■ THE TASK ■
Restate the following entries exactly, including every line.
+++ DATA PROVIDED
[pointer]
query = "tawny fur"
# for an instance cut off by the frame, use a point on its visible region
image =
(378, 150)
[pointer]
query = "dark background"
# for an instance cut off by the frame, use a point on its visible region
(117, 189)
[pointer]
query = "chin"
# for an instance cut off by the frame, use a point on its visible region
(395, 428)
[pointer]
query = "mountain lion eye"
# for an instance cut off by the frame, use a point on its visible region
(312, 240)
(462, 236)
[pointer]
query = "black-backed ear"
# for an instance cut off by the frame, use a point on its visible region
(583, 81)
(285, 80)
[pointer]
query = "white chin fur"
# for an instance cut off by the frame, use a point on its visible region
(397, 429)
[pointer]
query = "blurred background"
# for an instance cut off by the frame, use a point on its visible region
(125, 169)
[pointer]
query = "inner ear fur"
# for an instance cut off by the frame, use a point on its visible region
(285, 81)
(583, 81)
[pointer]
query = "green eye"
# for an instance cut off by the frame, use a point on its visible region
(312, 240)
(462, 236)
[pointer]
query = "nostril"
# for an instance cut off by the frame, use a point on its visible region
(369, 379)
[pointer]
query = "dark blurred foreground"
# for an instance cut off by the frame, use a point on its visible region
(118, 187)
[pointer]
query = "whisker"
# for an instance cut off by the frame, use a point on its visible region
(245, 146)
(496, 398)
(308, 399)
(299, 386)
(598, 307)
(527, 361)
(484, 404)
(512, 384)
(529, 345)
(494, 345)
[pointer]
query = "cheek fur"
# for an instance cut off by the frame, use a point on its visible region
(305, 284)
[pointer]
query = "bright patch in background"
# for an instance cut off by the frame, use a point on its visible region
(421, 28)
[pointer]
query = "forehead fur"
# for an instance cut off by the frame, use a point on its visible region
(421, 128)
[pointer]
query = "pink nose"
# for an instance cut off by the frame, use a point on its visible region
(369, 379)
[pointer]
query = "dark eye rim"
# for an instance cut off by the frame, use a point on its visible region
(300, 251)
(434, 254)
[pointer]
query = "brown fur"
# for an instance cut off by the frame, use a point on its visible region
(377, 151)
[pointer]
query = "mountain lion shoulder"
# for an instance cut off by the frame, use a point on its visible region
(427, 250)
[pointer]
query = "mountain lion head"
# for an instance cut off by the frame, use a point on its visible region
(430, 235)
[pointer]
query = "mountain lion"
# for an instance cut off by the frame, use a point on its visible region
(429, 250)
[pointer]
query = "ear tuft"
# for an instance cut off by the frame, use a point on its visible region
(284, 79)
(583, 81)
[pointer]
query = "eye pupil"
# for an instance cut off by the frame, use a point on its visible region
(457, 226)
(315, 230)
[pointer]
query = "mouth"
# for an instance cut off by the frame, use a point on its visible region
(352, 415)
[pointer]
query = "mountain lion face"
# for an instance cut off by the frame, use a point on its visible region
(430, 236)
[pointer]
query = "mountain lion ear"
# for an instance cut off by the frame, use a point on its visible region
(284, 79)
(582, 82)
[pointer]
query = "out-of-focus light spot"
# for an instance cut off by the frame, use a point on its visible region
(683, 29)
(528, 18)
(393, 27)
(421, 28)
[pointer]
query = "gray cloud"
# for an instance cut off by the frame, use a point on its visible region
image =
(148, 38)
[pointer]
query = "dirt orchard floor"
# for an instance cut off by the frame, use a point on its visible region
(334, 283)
++++++
■ OUTPUT FOR THIS EXERCISE ■
[pointer]
query = "tawny fur"
# for an instance cut off by the frame, use a point on its visible region
image =
(378, 150)
[pointer]
query = "dark background"
# for an instance cut off by the frame, use a point on its visible region
(117, 189)
[pointer]
query = "chin"
# for an instance cut off by the frame, use a point on its visible region
(395, 428)
[pointer]
query = "mountain lion eye"
# for an instance cut off by the frame, use a point on its visible region
(312, 240)
(462, 236)
[pointer]
query = "black-backed ear"
# for an instance cut off by the frame, use a point on its visible region
(583, 81)
(285, 80)
[pointer]
query = "white chin fur"
# for an instance cut off by the frame, use a point on its visible region
(397, 429)
[pointer]
query = "blurred background"
# for an instance cut off by the frame, use a point on its visible region
(125, 169)
[pointer]
query = "inner ear fur"
# for an instance cut off by the frame, use a point on its visible region
(285, 81)
(583, 81)
[pointer]
query = "green eye"
# for an instance cut off by the frame, use a point on its visible region
(312, 240)
(462, 236)
[pointer]
query = "nostril"
# for an instance cut off by the frame, use a point on its visible region
(369, 379)
[pointer]
query = "dark blurred foreground"
# for an instance cut off by the frame, use a point on its visible region
(118, 187)
[pointer]
query = "whisker"
# for an instance cut off by the frame, use a point on its visible region
(245, 146)
(496, 398)
(308, 399)
(299, 386)
(598, 307)
(527, 361)
(484, 404)
(512, 384)
(529, 345)
(494, 345)
[pointer]
query = "cheek fur"
# for an instance cut off by the frame, use a point on its visible region
(305, 284)
[pointer]
query = "bright patch in background"
# for an instance cut off by the frame, use a point on its visible region
(421, 28)
[pointer]
query = "forehead fur"
# for an instance cut off by the frame, use a point on its visible region
(421, 128)
[pointer]
query = "pink nose"
# for an instance cut off by the frame, use a point on its visible region
(369, 379)
[pointer]
query = "dark eye rim"
# for an instance cut off by the frame, use a point on its visible region
(300, 251)
(434, 254)
[pointer]
query = "brown fur"
# for an instance cut off by the frame, use a point on its visible region
(377, 151)
[pointer]
query = "mountain lion shoulder"
# for an instance cut off by the frame, use a point on its visible region
(427, 250)
[pointer]
query = "mountain lion head"
# for an instance cut off by the frame, use a point on its visible region
(430, 235)
[pointer]
query = "mountain lion"
# for an instance cut off by the frame, use a point on its visible region
(429, 250)
[pointer]
query = "ear tuft"
# for an instance cut off by the frame, use a point on its visible region
(284, 79)
(583, 81)
[pointer]
query = "eye pupil"
# for an instance cut off by the frame, use a point on its visible region
(457, 226)
(315, 230)
[pointer]
query = "mouth"
# for an instance cut off by the frame, use a point on its visible region
(352, 415)
[pointer]
query = "mountain lion face"
# for an instance cut off by the frame, use a point on its visible region
(430, 236)
[pointer]
query = "mountain lion ear"
# for an instance cut off by the frame, use a point on its visible region
(284, 79)
(582, 82)
[pointer]
query = "out-of-focus light spot"
# for an instance cut off by the frame, use a point on its visible region
(683, 29)
(528, 18)
(393, 27)
(421, 28)
[pointer]
query = "gray cloud"
# for an instance cut off by the frame, use a point on its visible region
image =
(148, 38)
[pointer]
query = "dirt orchard floor"
# for an instance cut off by the frame, use a point on its visible region
(334, 283)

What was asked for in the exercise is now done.